> [Soal Latihan]
1. Dalam teks tentang ontologi di bawah, sebutkan semua cara yang membuat kita secara otomatis menganggap bahwa sebuah meja itu ada.
2. Jawablah pertanyaan berikut berdasarkan teks tentang ontologi di bawah.
(a) Ontologi berfungsi sebagai apa bagi pemahaman kita tentang segala sesuatu yang ada di sekitar kita?
(b) Benda apa yang dipakai sebagai contoh dalam pembahasan tentang keberadaan?
(c) Tuhan sering kali dianggap sebagai entitas yang bagaimana?
3. Lanjutkan teks tentang ontologi di bawah, mulai setelah kalimat terakhirnya.

> [Sumber]
══════
Dalam konteks filsafat, ontologi tidak hanya mempelajari keberadaan secara umum, tetapi juga mendorong kita untuk memeriksa dan mendefinisikan berbagai kategori eksistensi. Pertanyaan yang sering muncul dalam diskusi ontologis adalah apakah keberadaan itu bersifat tetap dan tak berubah, atau apakah keberadaan dapat berubah sesuai dengan persepsi kita. Ini mengarahkan kita pada isu yang lebih mendalam mengenai esensi dari unsur atau entitas yang membentuk realitas. Jika kita mempertanyakan hal ini lebih lanjut, maka ontologi berfungsi sebagai dasar yang krusial bagi pemahaman kita tentang segala sesuatu yang ada di sekitar kita.
Sebagai contoh, ketika kita melihat suatu benda, seperti sebuah meja, kita mungkin secara otomatis menganggap bahwa meja tersebut ada, karena kita dapat melihatnya, menyentuhnya, atau bahkan merasakan dampaknya dalam kehidupan kita sehari-hari. Namun, apakah keberadaan meja tersebut benar-benar merupakan suatu hal yang mutlak, ataukah keberadaannya bergantung pada persepsi kita sebagai individu? Apakah meja tersebut akan tetap ada jika tidak ada yang melihatnya, menyentuhnya, atau bahkan memikirkannya? Pertanyaan-pertanyaan ini berada di jantung diskusi ontologi dan menuntut kita untuk memikirkan ulang tentang apa yang kita pahami sebagai "realitas."
Ontologi juga tidak terlepas dari masalah yang lebih besar, yaitu keberadaan Tuhan. Salah satu pertanyaan ontologis yang sering dibahas adalah mengenai apakah Tuhan benar-benar ada secara ontologis, atau apakah Tuhan hanya merupakan hasil dari imajinasi manusia. Jika kita mendefinisikan keberadaan sebagai sesuatu yang nyata dan mutlak, maka apakah Tuhan, sebagai entitas yang sering kali dianggap transenden dan tidak dapat dilihat, bisa dikategorikan sebagai sesuatu yang ada? Pertanyaan ini menjadi semakin rumit karena ontologi tidak hanya berurusan dengan apa yang kita bisa lihat atau sentuh, tetapi juga dengan hal-hal yang berada di luar jangkauan persepsi indrawi kita.
══════
> [Daftar Catatan]

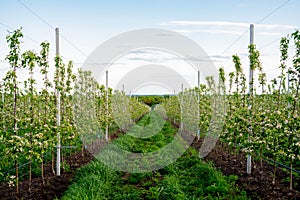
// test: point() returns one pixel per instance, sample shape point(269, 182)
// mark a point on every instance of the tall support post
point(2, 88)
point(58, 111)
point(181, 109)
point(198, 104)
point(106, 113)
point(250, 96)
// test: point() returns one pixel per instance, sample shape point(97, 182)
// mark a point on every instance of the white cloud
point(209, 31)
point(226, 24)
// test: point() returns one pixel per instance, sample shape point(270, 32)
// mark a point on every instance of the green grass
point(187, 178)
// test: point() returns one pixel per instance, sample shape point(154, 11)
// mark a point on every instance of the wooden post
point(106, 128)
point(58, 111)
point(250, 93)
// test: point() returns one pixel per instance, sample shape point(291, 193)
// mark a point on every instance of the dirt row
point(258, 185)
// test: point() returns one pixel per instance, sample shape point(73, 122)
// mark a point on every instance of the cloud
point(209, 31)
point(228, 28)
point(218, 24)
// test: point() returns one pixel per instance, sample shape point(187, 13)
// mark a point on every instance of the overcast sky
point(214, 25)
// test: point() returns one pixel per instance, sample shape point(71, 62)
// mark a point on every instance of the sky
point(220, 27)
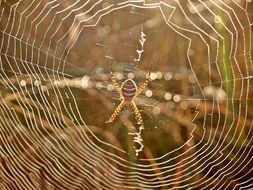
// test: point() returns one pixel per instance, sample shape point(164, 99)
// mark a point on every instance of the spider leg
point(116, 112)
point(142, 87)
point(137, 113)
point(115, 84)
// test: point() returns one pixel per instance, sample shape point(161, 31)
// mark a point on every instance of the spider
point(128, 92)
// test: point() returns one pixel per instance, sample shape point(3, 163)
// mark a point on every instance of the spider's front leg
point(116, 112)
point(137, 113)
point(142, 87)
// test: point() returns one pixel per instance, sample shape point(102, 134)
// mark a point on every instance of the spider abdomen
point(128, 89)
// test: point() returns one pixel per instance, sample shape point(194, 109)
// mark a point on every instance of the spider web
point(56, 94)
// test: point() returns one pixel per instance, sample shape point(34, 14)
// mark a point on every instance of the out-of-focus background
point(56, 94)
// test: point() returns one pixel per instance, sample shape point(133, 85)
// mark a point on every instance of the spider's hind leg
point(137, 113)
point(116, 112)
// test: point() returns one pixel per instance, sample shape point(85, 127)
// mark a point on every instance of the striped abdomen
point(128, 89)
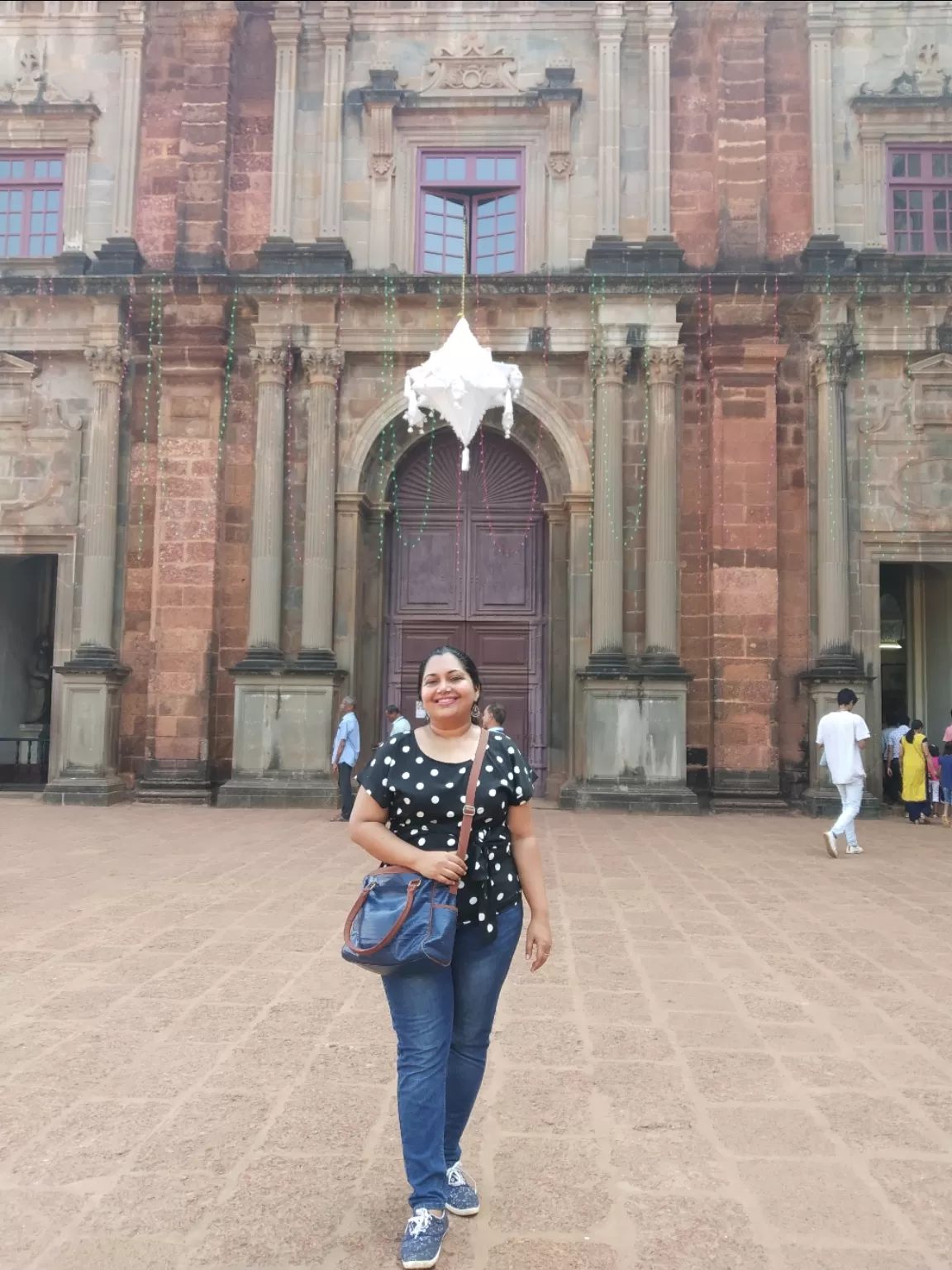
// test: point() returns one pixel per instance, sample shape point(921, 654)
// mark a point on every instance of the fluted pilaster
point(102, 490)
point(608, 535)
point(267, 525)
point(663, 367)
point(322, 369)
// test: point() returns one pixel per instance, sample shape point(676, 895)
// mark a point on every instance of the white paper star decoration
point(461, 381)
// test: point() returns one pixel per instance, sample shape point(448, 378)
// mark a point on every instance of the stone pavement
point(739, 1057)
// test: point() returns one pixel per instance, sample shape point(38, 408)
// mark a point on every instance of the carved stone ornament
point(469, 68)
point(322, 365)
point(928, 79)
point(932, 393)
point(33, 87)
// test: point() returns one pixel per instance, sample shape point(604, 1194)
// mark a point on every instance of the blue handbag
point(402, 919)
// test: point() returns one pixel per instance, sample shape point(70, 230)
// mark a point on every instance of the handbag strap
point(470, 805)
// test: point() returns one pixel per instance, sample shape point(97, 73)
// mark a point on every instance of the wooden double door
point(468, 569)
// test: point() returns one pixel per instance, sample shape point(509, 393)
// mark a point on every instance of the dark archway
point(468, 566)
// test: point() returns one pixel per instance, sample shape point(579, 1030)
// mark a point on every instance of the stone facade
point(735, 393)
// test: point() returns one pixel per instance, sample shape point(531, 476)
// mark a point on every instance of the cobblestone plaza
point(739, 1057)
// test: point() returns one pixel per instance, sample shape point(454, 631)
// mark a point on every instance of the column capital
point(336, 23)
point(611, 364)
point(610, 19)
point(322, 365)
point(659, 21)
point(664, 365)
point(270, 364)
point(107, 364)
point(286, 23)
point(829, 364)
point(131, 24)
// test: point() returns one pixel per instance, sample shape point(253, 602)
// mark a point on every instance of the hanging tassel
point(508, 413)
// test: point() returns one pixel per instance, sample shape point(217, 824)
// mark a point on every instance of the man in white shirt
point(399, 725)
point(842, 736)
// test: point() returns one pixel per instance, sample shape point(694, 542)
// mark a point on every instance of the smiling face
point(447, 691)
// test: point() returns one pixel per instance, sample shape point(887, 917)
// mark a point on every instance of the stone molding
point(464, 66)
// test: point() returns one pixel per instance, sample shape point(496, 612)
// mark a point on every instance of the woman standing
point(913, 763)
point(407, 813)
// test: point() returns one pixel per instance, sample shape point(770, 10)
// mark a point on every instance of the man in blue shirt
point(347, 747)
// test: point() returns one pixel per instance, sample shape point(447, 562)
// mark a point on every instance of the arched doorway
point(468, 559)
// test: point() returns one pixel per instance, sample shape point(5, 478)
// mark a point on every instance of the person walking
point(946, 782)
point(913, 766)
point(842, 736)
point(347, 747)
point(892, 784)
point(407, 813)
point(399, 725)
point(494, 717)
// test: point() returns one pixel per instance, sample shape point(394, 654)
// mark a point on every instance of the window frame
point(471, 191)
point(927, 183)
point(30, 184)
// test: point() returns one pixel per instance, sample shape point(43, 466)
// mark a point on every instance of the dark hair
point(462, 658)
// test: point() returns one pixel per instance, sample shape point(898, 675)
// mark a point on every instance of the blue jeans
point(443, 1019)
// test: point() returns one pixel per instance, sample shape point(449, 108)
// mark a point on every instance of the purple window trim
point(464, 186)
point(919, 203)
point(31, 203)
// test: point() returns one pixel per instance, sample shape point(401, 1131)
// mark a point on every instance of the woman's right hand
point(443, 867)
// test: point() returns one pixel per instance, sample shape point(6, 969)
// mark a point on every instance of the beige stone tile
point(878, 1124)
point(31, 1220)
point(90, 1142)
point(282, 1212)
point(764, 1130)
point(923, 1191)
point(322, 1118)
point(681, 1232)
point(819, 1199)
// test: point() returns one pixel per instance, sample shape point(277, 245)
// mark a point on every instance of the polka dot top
══════
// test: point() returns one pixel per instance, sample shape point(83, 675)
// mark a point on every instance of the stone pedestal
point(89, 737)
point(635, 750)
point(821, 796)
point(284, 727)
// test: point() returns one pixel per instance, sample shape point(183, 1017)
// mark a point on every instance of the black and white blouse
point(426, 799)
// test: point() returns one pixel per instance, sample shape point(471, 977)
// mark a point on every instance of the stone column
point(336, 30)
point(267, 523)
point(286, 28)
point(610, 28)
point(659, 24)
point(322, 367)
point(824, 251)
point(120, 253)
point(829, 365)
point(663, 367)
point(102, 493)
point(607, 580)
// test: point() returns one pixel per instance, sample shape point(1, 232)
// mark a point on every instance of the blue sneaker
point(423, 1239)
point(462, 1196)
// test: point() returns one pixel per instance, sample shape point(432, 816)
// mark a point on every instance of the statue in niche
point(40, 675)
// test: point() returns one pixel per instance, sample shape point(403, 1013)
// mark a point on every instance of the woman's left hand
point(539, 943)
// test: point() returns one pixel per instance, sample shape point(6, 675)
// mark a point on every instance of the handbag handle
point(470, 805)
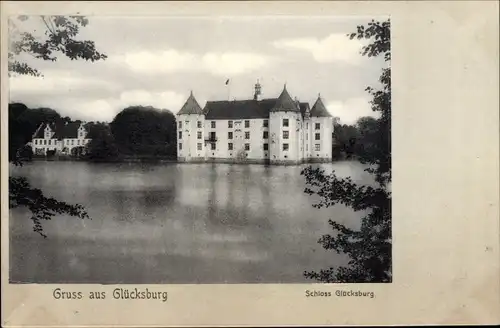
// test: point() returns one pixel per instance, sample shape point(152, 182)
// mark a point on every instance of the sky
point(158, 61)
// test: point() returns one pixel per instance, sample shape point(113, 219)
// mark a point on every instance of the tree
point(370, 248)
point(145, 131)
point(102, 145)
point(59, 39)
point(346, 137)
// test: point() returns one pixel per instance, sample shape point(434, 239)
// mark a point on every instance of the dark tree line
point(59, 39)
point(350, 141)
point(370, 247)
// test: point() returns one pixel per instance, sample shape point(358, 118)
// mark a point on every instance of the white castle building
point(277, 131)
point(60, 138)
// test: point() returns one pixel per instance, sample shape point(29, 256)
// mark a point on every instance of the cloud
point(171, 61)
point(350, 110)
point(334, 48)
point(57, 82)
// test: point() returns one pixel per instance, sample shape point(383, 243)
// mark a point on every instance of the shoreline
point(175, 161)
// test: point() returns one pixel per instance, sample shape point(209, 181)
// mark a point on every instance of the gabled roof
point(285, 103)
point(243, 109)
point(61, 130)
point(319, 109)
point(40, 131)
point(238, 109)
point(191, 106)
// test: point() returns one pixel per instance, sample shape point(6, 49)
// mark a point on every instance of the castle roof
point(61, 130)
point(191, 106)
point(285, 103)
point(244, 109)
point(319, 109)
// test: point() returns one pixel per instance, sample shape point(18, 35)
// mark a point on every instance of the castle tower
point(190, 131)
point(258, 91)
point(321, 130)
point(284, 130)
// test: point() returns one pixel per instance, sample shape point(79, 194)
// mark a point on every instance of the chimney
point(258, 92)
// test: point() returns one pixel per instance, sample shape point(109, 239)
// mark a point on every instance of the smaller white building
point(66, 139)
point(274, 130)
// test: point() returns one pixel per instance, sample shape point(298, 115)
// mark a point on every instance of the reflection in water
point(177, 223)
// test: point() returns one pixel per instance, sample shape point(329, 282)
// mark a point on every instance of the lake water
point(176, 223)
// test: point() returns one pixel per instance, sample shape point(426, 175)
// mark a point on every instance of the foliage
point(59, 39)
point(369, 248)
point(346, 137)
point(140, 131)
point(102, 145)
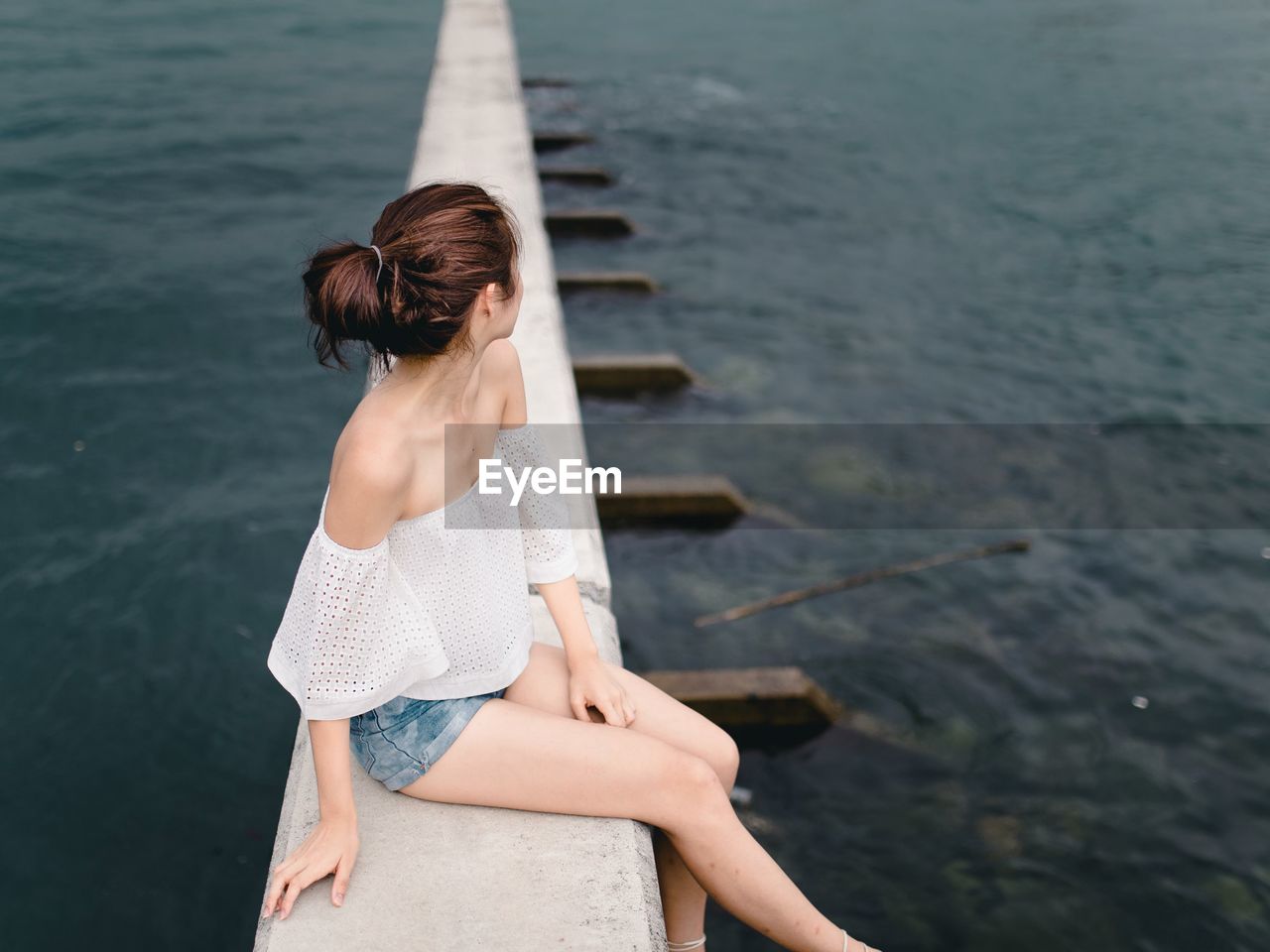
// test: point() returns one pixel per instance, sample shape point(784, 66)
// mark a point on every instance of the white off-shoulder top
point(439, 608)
══════
> [Jawaban Soal]
1.
- melihatnya
- menyentuhnya
- merasakan dampaknya dalam kehidupan kita sehari-hari

2.
(a) Sebagai dasar yang krusial.
(b) Sebuah meja.
(c) Transenden dan tidak dapat dilihat.

3.
Dalam banyak tradisi filsafat, Tuhan dianggap sebagai dasar dari segala sesuatu yang ada. Misalnya, dalam filsafat Barat klasik, para filsuf seperti Thomas Aquinas berpendapat bahwa Tuhan adalah "Being" yang mutlak, yang keberadaannya tidak memerlukan sesuatu di luar dirinya sendiri untuk ada. Tuhan dianggap sebagai penyebab pertama dari segala sesuatu, sehingga segala yang ada bergantung pada Tuhan untuk eksistensinya. Namun, pandangan ini tidak diterima oleh semua orang. Beberapa filsuf kontemporer, misalnya, berpendapat bahwa Tuhan hanyalah konstruksi konseptual, sebuah ide yang diciptakan oleh manusia untuk memberikan makna atau penjelasan atas hal-hal yang tidak dapat dijelaskan secara empiris.
Sebagai contoh, filsuf ateis seperti Jean-Paul Sartre menolak gagasan tentang keberadaan Tuhan yang transenden. Menurut Sartre, keberadaan adalah sesuatu yang sepenuhnya tergantung pada manusia sebagai subjek yang memiliki kesadaran. Bagi Sartre, tidak ada keberadaan yang lebih tinggi atau lebih mutlak dari manusia sendiri, dan oleh karena itu, konsep Tuhan menjadi tidak relevan dalam kerangka ontologi eksistensialis. Dalam pandangan eksistensialis, manusia lah yang memberikan makna pada realitas, bukan Tuhan.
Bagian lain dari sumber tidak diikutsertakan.